* **What the exercise asks**: In the entries below, find each line with the string "people" and copy it.

* **Excerpts from a dataset**:
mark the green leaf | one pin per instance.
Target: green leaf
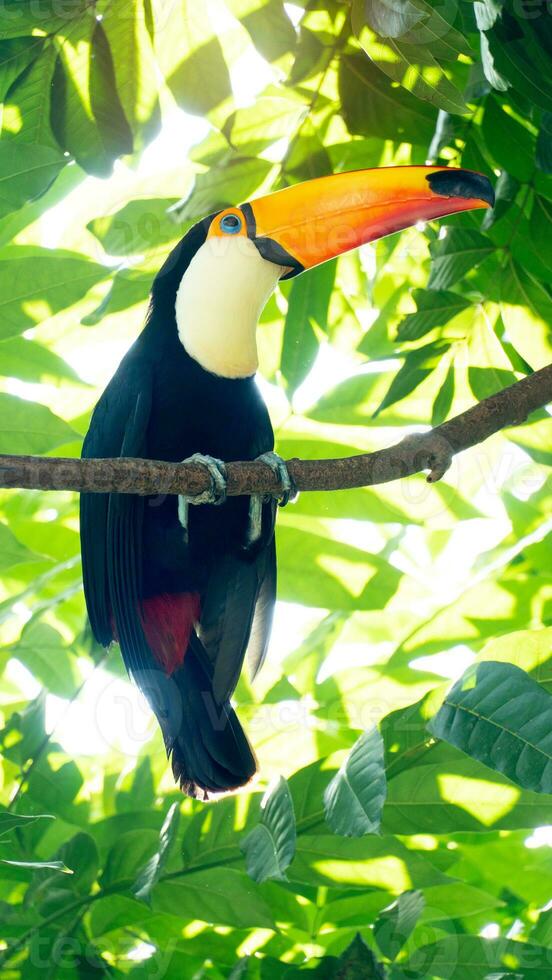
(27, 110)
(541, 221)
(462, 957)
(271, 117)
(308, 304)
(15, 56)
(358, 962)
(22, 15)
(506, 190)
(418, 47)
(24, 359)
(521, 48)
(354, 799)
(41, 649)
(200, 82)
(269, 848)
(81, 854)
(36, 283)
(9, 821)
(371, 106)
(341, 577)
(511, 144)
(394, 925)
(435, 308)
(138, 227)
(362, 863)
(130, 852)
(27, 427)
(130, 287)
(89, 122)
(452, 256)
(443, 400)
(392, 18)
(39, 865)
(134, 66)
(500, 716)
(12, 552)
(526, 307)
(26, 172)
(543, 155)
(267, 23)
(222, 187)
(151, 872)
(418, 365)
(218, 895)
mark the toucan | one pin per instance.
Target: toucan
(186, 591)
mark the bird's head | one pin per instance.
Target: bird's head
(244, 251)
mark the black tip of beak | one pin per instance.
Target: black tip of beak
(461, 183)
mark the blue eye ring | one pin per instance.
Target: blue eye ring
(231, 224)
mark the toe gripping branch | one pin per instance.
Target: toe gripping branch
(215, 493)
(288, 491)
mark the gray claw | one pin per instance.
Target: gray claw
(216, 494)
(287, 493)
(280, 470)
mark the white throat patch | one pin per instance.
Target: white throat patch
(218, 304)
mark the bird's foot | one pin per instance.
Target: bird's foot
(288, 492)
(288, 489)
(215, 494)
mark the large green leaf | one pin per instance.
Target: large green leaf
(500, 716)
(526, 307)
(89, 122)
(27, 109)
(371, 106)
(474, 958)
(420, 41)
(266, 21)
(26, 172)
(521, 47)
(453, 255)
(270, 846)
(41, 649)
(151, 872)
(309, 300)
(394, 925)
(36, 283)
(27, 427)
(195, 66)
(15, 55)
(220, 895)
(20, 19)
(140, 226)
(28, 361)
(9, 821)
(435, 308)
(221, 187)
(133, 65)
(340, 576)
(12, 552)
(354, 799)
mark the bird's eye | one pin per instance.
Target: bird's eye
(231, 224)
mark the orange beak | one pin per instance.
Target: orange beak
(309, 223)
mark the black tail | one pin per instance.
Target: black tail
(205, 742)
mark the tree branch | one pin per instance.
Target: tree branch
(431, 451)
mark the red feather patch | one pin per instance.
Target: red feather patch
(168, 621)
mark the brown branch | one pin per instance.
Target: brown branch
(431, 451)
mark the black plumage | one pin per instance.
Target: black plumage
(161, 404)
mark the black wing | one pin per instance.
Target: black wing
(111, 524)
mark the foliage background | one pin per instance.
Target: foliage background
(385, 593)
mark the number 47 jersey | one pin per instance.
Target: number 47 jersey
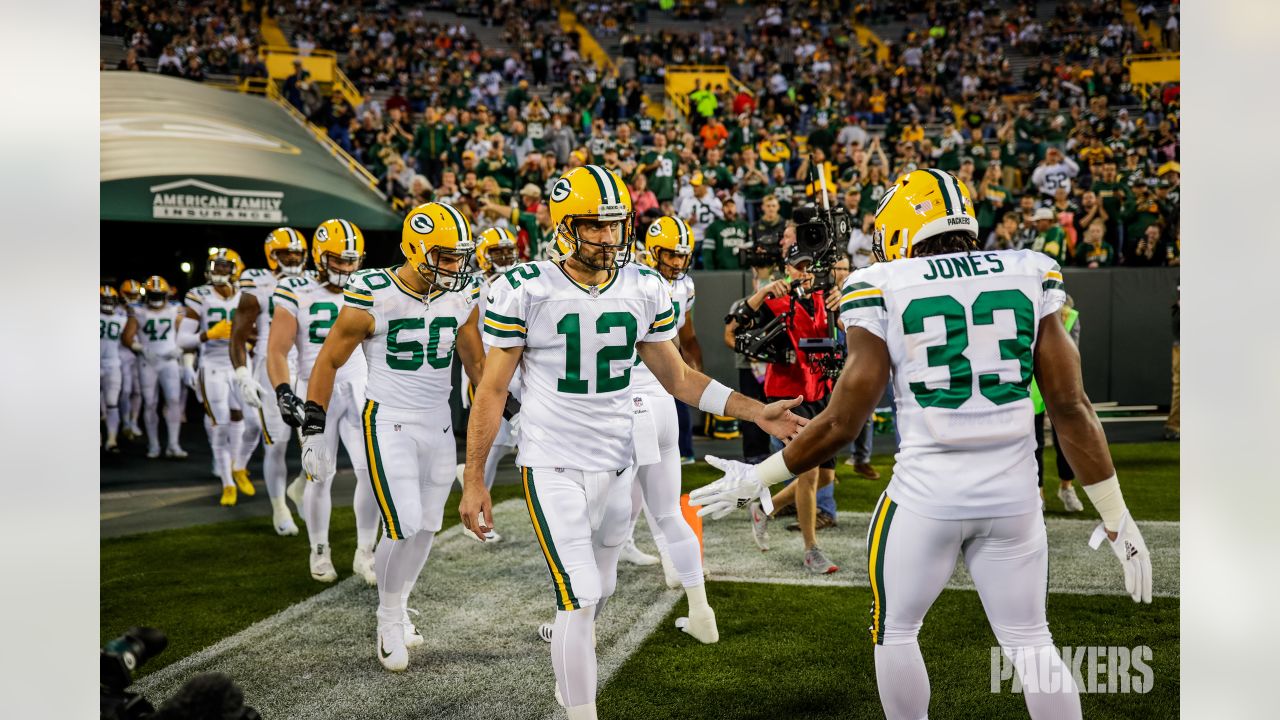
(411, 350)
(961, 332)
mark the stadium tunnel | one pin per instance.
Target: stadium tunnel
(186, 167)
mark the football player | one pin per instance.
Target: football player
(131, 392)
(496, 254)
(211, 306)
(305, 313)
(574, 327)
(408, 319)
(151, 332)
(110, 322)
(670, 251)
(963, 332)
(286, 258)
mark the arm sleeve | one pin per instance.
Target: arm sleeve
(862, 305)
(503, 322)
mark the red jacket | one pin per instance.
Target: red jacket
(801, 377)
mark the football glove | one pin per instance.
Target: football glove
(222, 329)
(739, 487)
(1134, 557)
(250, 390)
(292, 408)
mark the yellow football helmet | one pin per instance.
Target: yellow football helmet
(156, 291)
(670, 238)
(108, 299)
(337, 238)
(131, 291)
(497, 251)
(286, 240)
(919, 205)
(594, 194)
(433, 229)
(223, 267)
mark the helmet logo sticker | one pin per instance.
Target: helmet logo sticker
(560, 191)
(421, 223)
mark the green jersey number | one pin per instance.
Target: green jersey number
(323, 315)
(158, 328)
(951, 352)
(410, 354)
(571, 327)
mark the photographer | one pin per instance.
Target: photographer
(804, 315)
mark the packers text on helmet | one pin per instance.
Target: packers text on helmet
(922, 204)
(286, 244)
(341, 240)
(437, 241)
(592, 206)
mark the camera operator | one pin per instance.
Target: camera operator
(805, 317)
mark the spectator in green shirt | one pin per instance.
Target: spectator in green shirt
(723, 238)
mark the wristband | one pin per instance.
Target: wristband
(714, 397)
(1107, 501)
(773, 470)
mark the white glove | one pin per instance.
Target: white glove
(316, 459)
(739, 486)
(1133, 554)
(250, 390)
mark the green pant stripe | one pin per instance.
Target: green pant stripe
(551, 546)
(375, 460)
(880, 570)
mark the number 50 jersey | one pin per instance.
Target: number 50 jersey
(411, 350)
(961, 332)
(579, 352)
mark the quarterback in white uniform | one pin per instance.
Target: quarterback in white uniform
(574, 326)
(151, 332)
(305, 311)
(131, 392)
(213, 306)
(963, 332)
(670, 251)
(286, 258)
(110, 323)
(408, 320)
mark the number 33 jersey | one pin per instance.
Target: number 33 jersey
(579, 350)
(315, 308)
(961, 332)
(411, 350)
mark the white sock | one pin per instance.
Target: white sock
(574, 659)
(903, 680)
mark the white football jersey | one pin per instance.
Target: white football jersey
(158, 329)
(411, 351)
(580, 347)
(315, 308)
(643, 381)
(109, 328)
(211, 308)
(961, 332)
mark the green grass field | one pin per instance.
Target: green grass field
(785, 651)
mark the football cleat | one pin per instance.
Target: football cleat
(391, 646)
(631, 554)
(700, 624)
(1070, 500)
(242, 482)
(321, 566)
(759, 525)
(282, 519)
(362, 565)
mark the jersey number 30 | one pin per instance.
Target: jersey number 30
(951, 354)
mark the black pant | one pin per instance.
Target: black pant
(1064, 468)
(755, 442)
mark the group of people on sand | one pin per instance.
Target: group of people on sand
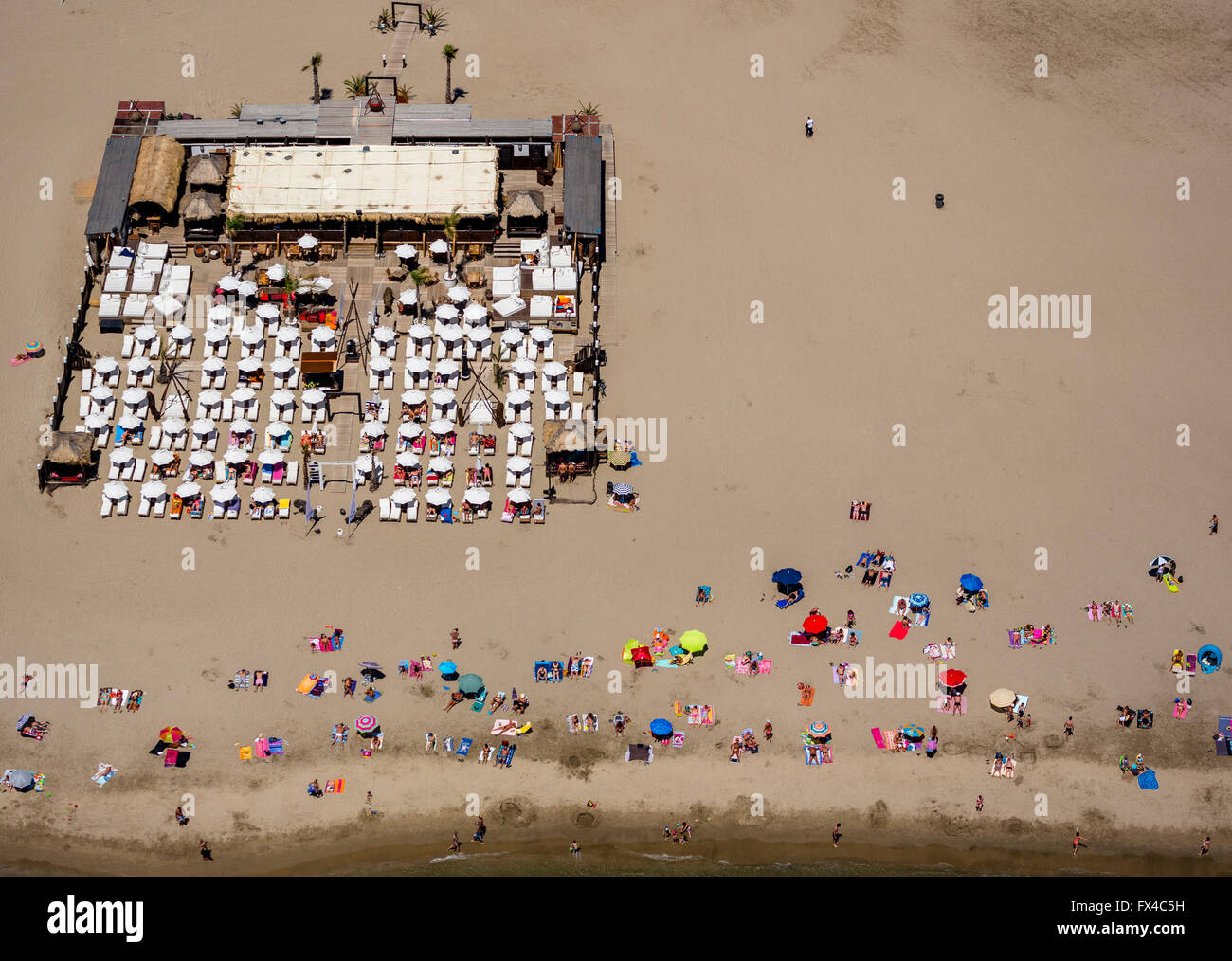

* **Reply to the exercise**:
mark the group of people on sand | one pin per instance.
Target: group of people on sand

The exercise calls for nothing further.